Tarefa A - De acordo com o texto sobre Carl Sagan, em que data e em que local nasceu Carl Edward Sagan?
Tarefa B - Extraia do texto sobre Carl Sagan, sem qualquer alteração, o trecho que começa nas palavras "Com grande pena" e termina logo após "e a procurar.".

Excerto de texto -
____
Com grande pena minha, não consegui encontrar a data de emissão original de Cosmos na RTP. Sei que foi emitida pela PBS nos Estados Unidos da América entre Setembro e Dezembro de 1980, portanto desconto um pouco para Portugal. Deveria ter 7 ou ou 8 anos em 1981/82.
Foi
ao ver Cosmos, e descobrir Carl Sagan, que fiquei fascinada, real e
absolutamente fascinada pela ciência, e que passei a estar mais interessada em
astronomia do que em ser astronauta... Afinal há um universo inteiro por
explorar, uma história do homo sapiens por descobrir, sequências de
pares de bases no DNA por descobrir.
Descobri
que saber mais é viciante e intrigante. Cosmos brindou-nos com imagens e
efeitos especiais topo de gama para os anos oitenta (e envelheceu suavemente e
brilhantemente como um bom Porto). Carl Sagan inspira-nos a saber e a procurar.
Não
é o meu herói, porque penso nesse “título” como algo um pouco redutor. É sim
uma das pessoas que mais admiro, não só pela capacidade de explicar temas
complicados a uma plateia televisiva, mas por todo o seu percurso de vida.
Carl
Edward Sagan nasceu a 9 de Dezembro de 1934, em Brooklyn, Nova Iorque, filho
mais novo de Samuel (emigrante russo) e Rachel, irmão de Carol. O pai
trabalhava na indústria de vestuário, a mãe era dona de casa. Embora com poucos
meios, sempre estimularam a curiosidade inata de Carl e o seu gosto por
aprender.
Nas suas memórias de infância, que descreve
nalguns dos seus livros, Sagan relembra a visita à Feira Mundial de 1939 (em
Nova Iorque), com a exibição America of Tomorrow ( espelho do futuro,
mostrando os primórdios da televisão, por exemplo). Destaca também as visitas
ao Museu Americano de História Natural e ao Hayden Planetarium (em
Manhattan).
Nos
tempos livres ia para a biblioteca publica ler livros sobre as estrelas, ou
instalar sets de química dados pelos pais (acabou por ter um laboratório em
casa). Descobriu também a ficção científica, através de H.G.Wells ou
Edgar Rice Burroughs. A cereja no topo do bolo seria a revista Astounding
Science Fiction.
Estavam reunidas as condições para formar
um cientista. Sendo um aluno brilhante no liceu, Sagan interrogava-se se a
Astronomia podia ser uma profissão de futuro ou apenas um passatempo. Com a Space
Race prestes a começar, acreditou que sim.
No fim do liceu escreveu um ensaio onde
questionava se o contacto humano com formas de vida avançadas de outros
planetas poderia ser tão desastroso para os terrestres como tinha sido para os
Nativos Americanos o primeiro contacto com os Europeus; apesar do assunto
controverso, a sua capacidade retórica valeu-lhe o primeiro prémio.
____
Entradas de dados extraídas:
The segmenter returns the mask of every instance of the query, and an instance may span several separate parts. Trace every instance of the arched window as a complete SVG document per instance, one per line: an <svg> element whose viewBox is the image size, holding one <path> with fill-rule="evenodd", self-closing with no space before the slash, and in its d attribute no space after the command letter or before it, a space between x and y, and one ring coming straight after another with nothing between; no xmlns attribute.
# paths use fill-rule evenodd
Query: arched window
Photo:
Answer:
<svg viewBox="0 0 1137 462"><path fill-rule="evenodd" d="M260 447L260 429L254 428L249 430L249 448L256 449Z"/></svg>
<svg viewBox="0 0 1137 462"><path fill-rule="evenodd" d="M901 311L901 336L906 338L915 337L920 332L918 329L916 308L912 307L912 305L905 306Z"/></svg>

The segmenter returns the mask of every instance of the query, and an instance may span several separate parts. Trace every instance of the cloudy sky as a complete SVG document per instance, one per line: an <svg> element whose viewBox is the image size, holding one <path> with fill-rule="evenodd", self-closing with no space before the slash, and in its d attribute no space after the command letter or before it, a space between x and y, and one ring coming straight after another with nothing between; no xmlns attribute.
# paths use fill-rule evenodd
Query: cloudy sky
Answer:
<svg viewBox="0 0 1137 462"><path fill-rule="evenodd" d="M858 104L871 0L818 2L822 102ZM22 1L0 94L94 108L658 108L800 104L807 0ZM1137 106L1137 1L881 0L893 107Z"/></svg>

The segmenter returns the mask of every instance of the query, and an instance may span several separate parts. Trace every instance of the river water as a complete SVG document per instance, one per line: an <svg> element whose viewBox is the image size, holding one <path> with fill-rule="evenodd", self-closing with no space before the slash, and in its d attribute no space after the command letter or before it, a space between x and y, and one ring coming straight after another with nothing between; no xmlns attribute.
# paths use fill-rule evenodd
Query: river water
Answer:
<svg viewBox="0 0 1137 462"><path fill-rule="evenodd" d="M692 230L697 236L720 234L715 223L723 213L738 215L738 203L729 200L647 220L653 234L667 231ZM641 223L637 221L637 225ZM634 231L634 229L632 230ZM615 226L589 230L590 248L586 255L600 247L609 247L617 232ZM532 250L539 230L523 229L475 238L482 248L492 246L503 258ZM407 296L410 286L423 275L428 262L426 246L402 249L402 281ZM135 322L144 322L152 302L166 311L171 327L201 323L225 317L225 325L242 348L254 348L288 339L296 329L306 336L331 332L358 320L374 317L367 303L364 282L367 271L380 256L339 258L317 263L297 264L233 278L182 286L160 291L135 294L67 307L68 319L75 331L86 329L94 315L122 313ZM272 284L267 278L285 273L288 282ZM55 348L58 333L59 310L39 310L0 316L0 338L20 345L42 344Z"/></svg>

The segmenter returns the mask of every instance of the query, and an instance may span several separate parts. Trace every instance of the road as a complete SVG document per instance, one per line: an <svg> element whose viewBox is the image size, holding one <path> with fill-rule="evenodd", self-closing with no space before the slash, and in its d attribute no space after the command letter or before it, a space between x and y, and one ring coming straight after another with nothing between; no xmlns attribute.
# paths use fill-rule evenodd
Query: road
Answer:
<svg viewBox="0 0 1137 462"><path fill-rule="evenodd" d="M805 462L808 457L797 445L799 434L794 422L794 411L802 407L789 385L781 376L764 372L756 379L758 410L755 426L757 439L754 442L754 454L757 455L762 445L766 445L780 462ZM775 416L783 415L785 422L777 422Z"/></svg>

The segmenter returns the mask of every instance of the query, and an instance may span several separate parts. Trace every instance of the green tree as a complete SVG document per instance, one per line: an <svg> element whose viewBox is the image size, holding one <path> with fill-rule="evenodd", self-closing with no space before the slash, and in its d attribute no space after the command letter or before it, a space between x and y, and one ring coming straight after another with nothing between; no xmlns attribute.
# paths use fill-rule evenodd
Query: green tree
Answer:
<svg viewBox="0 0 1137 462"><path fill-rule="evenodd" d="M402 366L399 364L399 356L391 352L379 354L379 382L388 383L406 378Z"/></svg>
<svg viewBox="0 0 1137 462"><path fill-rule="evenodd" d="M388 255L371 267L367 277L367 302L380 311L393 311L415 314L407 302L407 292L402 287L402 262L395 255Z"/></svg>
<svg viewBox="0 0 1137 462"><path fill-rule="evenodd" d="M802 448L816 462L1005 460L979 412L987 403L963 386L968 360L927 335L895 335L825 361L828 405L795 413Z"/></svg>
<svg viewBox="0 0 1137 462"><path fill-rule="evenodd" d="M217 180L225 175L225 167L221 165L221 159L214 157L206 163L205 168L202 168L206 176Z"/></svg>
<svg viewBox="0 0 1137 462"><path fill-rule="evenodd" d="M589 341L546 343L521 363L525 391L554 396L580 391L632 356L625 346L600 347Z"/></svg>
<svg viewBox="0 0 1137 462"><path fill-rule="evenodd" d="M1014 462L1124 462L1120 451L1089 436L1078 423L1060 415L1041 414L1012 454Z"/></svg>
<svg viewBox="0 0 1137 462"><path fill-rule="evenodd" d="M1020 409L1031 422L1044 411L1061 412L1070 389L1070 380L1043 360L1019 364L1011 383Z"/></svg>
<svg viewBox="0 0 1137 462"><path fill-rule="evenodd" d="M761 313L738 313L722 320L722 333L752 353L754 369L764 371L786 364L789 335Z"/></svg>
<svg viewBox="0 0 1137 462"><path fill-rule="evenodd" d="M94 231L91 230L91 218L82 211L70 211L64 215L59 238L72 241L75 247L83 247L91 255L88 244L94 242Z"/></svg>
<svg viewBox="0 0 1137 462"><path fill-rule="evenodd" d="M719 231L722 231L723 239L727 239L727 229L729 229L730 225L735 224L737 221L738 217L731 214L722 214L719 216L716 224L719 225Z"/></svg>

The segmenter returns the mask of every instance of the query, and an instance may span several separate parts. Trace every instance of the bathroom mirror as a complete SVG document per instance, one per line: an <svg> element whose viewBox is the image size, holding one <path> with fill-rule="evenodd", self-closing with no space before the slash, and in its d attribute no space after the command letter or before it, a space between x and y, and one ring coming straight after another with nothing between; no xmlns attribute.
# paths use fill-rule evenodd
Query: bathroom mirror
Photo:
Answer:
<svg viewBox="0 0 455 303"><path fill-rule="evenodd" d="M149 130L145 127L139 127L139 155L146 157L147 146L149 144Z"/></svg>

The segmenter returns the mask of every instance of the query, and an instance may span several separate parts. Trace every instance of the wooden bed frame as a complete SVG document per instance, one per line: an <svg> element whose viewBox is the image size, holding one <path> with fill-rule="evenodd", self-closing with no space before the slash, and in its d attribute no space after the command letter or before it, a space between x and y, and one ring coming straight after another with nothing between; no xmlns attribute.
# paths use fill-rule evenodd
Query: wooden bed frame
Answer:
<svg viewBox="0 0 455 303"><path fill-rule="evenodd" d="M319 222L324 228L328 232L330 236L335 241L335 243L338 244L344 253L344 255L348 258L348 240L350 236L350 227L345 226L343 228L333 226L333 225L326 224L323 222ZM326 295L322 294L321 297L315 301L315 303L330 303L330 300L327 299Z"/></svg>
____
Resposta A - A 9 de Dezembro de 1934, em Brooklyn, Nova Iorque.

Resposta B -
Com grande pena minha, não consegui encontrar a data de emissão original de Cosmos na RTP. Sei que foi emitida pela PBS nos Estados Unidos da América entre Setembro e Dezembro de 1980, portanto desconto um pouco para Portugal. Deveria ter 7 ou ou 8 anos em 1981/82.
Foi
ao ver Cosmos, e descobrir Carl Sagan, que fiquei fascinada, real e
absolutamente fascinada pela ciência, e que passei a estar mais interessada em
astronomia do que em ser astronauta... Afinal há um universo inteiro por
explorar, uma história do homo sapiens por descobrir, sequências de
pares de bases no DNA por descobrir.
Descobri
que saber mais é viciante e intrigante. Cosmos brindou-nos com imagens e
efeitos especiais topo de gama para os anos oitenta (e envelheceu suavemente e
brilhantemente como um bom Porto). Carl Sagan inspira-nos a saber e a procurar.